# Selection:
Take the 2-minute tour ×
Stack Overflow is a question and answer site for professional and enthusiast programmers. It's 100% free, no registration required.

Challenge:

Perform a bitwise XOR on two equal sized buffers. The buffers will be required to be the python str type since this is traditionally the type for data buffers in python. Return the resultant value as a str. Do this as fast as possible.

The inputs are two 1 megabyte (2**20 byte) strings.

The challenge is to substantially beat my inefficient algorithm using python or existing third party python modules (relaxed rules: or create your own module.) Marginal increases are useless.

from os import urandom
from numpy import frombuffer,bitwise_xor,byte

def slow_xor(aa,bb):
    a=frombuffer(aa,dtype=byte)
    b=frombuffer(bb,dtype=byte)
    c=bitwise_xor(a,b)
    r=c.tostring()
    return r

aa=urandom(2**20)
bb=urandom(2**20)

def test_it():
    for x in xrange(1000):
        slow_xor(aa,bb)
share|improve this question
7  
It sounds like Python maybe isn't the best language for whatever problem you're trying to solve. –  Dana Jan 22 '10 at 19:12
13  
I can assure you, it is. Python makes me curse the least. –  user213060 Jan 22 '10 at 19:22
7  
If you want speed in bitwise operations, the lower you go the better it is. You can do a XOR over an array in C in a few lines and it will beat any Python implementation. –  Max Shawabkeh Jan 22 '10 at 19:37
2  
I can't believe this doesn't have any close (Not a question)'s... –  Bill K Feb 3 '10 at 20:44
1  
@Max S. A naive C implementation will do very poorly if the compiler doesn't auto-vectorize it, as we have seen in several examples here. –  user213060 Feb 4 '10 at 23:10

12 Answers 12

up vote 24 down vote accepted
+100

First Try

Using scipy.weave and SSE2 intrinsics gives a marginal improvement. The first invocation is a bit slower since the code needs to be loaded from the disk and cached, subsequent invocations are faster:

import numpy
import time
from os import urandom
from scipy import weave

SIZE = 2**20

def faster_slow_xor(aa,bb):
    b = numpy.fromstring(bb, dtype=numpy.uint64)
    numpy.bitwise_xor(numpy.frombuffer(aa,dtype=numpy.uint64), b, b)
    return b.tostring()

code = """
const __m128i* pa = (__m128i*)a;
const __m128i* pend = (__m128i*)(a + arr_size);
__m128i* pb = (__m128i*)b;
__m128i xmm1, xmm2;
while (pa < pend) {
  xmm1 = _mm_loadu_si128(pa); // must use unaligned access 
  xmm2 = _mm_load_si128(pb); // numpy will align at 16 byte boundaries
  _mm_store_si128(pb, _mm_xor_si128(xmm1, xmm2));
  ++pa;
  ++pb;
}
"""

# Record excerpts:
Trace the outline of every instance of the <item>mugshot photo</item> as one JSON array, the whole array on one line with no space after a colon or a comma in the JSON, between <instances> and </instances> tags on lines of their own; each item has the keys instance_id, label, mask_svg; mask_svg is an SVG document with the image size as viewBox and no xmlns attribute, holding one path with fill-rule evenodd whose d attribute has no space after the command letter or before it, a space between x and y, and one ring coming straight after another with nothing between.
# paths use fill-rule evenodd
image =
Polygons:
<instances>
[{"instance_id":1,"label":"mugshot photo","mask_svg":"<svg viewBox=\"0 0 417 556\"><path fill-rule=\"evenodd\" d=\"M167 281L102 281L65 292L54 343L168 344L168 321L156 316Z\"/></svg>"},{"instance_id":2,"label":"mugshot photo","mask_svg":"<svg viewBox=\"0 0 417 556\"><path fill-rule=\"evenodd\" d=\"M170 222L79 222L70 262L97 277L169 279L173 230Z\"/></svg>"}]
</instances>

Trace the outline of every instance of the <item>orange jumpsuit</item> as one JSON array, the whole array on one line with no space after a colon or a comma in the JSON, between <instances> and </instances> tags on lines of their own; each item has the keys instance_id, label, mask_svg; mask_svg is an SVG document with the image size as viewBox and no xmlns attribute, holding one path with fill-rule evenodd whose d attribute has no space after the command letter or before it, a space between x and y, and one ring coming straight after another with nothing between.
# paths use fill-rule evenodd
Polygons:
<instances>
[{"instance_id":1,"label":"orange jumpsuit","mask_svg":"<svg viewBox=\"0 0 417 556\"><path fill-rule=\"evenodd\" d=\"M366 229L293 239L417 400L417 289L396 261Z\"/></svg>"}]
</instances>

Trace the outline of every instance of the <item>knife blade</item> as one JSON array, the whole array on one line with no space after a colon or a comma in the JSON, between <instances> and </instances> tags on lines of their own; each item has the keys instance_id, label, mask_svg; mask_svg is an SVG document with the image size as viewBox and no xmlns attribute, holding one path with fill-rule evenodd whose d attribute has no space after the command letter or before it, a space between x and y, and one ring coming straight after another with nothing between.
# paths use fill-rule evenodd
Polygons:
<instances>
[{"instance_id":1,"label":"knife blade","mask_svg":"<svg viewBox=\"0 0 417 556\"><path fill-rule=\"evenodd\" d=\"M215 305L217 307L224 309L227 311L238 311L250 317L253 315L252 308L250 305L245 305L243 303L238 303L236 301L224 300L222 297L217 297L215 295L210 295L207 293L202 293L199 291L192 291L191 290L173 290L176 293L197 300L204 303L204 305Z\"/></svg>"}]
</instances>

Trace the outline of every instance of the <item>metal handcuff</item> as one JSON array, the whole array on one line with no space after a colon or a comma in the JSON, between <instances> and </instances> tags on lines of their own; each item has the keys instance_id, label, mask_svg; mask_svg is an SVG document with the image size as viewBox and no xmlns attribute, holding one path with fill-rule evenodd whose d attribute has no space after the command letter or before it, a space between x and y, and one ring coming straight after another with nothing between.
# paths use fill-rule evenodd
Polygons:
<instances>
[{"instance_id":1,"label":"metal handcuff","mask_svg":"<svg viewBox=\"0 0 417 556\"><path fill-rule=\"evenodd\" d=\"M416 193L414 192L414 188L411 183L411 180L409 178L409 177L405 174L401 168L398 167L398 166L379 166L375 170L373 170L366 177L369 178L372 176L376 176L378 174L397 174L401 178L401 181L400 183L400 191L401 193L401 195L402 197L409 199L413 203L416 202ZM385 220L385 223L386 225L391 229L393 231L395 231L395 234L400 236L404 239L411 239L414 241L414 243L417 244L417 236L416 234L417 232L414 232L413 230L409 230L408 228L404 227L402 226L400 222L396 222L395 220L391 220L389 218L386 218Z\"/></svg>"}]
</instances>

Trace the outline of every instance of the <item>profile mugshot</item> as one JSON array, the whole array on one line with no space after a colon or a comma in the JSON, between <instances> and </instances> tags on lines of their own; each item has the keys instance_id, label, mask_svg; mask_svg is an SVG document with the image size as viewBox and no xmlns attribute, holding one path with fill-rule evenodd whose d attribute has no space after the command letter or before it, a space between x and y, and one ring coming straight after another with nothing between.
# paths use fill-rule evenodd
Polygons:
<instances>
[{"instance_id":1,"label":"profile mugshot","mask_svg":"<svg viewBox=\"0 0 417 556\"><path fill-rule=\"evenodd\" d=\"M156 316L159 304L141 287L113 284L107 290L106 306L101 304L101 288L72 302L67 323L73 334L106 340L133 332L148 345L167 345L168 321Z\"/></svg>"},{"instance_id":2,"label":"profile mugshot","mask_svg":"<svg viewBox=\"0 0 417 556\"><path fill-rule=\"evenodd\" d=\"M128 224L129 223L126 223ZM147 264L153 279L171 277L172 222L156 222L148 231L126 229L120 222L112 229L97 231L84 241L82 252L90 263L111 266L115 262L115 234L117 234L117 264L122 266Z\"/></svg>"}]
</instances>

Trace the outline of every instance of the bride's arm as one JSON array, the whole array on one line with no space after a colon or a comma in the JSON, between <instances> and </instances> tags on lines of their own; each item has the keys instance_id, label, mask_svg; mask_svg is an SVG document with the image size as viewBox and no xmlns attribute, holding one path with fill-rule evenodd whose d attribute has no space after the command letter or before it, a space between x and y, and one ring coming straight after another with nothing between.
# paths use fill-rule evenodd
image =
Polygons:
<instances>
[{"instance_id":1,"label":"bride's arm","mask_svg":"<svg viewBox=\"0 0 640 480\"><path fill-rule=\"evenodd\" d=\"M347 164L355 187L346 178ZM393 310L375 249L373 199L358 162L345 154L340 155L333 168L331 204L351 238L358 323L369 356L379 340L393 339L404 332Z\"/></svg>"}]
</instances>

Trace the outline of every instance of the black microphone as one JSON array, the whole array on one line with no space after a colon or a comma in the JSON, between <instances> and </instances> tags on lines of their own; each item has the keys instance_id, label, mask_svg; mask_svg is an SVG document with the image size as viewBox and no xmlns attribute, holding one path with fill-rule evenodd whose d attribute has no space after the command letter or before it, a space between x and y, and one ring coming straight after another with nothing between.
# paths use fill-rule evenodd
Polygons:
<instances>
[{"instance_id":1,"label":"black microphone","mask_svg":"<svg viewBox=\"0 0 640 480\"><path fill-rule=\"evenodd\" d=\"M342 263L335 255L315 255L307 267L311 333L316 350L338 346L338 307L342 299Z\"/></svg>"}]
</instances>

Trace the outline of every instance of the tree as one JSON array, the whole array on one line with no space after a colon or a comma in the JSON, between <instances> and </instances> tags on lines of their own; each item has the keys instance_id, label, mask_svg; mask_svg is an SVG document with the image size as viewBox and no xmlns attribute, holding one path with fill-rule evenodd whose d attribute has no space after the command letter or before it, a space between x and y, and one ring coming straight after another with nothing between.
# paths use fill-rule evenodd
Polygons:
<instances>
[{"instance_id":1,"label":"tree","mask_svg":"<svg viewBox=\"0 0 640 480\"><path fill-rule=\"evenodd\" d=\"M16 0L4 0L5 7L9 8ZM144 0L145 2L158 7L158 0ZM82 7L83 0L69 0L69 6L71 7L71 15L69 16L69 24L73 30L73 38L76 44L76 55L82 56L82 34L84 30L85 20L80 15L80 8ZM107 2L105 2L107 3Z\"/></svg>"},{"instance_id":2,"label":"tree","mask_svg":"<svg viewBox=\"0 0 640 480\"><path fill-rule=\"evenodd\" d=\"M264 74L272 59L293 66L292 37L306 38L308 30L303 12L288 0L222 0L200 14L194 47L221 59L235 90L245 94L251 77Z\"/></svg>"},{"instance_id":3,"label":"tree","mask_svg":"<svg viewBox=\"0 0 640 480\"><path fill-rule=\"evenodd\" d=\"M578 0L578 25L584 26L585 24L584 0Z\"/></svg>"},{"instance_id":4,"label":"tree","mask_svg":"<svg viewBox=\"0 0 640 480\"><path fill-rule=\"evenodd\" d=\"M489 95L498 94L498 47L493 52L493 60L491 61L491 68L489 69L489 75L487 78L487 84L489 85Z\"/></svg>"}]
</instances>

# What you will do:
Reproduce the passage of the Python XOR thread above, starting at the words "The challenge is" and stopping after "c=bitwise_xor(a,b)".

# Solution to this task:
The challenge is to substantially beat my inefficient algorithm using python or existing third party python modules (relaxed rules: or create your own module.) Marginal increases are useless.

from os import urandom
from numpy import frombuffer,bitwise_xor,byte

def slow_xor(aa,bb):
    a=frombuffer(aa,dtype=byte)
    b=frombuffer(bb,dtype=byte)
    c=bitwise_xor(a,b)